Exercise requirements
Locate the line containing "Scan for black" in the data below. Reproduce it and every following line up to the end, exactly as given.
++++ Extracted data
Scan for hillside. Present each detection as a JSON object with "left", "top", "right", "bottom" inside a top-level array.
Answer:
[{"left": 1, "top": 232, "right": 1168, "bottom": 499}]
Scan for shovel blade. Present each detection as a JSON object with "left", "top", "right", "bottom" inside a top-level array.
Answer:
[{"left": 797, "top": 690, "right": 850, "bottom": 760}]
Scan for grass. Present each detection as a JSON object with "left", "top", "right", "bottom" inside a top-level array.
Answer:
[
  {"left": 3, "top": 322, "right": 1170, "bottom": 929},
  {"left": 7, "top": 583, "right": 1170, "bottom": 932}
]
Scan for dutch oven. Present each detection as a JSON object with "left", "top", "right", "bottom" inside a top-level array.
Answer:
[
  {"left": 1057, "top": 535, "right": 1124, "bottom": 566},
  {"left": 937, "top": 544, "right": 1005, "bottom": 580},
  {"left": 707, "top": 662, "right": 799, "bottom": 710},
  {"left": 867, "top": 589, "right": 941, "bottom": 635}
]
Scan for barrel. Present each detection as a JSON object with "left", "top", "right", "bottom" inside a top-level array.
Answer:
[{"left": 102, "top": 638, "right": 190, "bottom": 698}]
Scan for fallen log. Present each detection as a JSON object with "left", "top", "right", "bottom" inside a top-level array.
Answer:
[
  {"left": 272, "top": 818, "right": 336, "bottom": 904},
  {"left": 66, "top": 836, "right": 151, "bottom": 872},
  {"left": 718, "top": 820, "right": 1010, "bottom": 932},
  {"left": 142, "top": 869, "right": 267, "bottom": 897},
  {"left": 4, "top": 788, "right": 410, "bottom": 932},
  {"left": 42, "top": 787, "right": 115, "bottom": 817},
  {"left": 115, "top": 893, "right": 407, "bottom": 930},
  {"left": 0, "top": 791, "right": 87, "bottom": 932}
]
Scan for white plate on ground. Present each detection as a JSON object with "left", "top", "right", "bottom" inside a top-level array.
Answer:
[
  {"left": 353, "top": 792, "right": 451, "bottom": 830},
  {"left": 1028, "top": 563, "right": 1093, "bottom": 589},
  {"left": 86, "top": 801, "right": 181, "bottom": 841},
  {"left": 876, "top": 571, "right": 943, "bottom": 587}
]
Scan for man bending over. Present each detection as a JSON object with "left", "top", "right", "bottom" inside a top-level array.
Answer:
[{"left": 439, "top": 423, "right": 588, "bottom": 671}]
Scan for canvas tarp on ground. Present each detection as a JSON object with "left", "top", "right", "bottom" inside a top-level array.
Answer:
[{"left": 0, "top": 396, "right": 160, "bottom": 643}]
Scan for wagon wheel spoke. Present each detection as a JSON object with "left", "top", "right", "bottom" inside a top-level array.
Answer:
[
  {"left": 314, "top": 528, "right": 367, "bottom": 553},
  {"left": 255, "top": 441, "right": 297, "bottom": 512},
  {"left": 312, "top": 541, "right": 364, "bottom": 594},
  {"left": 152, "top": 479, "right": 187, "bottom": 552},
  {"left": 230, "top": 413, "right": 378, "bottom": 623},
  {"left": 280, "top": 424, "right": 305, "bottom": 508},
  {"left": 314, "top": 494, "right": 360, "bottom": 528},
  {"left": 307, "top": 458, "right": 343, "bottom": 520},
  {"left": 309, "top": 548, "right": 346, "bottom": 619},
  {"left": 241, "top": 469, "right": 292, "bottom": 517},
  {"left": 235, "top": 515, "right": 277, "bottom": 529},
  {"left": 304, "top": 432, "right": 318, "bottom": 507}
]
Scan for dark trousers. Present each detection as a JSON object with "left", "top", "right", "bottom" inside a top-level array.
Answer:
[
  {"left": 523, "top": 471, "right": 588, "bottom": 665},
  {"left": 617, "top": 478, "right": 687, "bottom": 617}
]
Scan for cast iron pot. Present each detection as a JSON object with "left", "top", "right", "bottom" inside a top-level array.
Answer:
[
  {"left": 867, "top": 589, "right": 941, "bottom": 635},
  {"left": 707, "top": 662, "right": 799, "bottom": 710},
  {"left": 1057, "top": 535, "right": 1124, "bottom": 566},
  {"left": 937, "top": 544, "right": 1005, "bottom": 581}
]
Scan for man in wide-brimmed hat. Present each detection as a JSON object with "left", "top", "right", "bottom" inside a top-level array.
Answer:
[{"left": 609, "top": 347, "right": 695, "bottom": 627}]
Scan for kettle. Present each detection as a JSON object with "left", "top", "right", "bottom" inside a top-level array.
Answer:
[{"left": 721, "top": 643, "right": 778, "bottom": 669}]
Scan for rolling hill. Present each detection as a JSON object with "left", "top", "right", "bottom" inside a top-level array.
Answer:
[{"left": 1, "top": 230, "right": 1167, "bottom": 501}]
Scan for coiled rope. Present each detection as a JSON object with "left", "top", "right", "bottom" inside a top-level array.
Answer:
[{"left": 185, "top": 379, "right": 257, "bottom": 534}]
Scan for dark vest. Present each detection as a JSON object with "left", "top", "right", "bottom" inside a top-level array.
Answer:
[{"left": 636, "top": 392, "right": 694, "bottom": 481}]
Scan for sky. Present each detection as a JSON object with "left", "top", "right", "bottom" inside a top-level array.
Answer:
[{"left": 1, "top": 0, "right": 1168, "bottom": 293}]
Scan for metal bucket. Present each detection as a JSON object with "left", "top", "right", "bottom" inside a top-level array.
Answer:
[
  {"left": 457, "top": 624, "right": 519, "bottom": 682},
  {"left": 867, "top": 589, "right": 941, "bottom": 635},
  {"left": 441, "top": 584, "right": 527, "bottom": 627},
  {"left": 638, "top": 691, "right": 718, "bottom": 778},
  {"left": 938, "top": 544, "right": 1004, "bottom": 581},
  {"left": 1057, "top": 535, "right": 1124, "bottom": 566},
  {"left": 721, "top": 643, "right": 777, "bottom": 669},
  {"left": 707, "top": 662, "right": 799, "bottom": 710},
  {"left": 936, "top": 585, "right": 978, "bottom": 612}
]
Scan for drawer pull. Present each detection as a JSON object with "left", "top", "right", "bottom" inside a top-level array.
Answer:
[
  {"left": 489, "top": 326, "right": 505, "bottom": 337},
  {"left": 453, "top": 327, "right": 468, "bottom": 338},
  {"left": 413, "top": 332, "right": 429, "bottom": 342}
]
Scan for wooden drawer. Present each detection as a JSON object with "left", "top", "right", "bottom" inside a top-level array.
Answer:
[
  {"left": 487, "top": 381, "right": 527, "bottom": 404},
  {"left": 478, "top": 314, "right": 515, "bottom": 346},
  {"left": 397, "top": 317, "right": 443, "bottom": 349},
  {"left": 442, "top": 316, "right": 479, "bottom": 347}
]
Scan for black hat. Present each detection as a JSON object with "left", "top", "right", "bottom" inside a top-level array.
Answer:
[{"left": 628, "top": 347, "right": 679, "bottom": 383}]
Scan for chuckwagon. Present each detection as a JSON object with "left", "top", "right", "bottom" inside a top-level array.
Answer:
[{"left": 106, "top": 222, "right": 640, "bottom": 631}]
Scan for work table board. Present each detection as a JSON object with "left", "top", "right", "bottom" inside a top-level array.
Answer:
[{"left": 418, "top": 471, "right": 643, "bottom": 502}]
++++++++
Solution below
Scan for black hat. Present each detection as a JSON object with "left", "top", "right", "bottom" inside a top-level array.
Answer:
[{"left": 628, "top": 347, "right": 679, "bottom": 383}]
Scan for chuckwagon. Present each detection as a JSON object with "left", "top", "right", "bottom" inside a top-level array.
Answer:
[{"left": 106, "top": 222, "right": 640, "bottom": 631}]
Scan for work table board. Present each detection as a JSON object with "left", "top", "right", "bottom" inside a top-level array.
Answer:
[{"left": 418, "top": 471, "right": 643, "bottom": 502}]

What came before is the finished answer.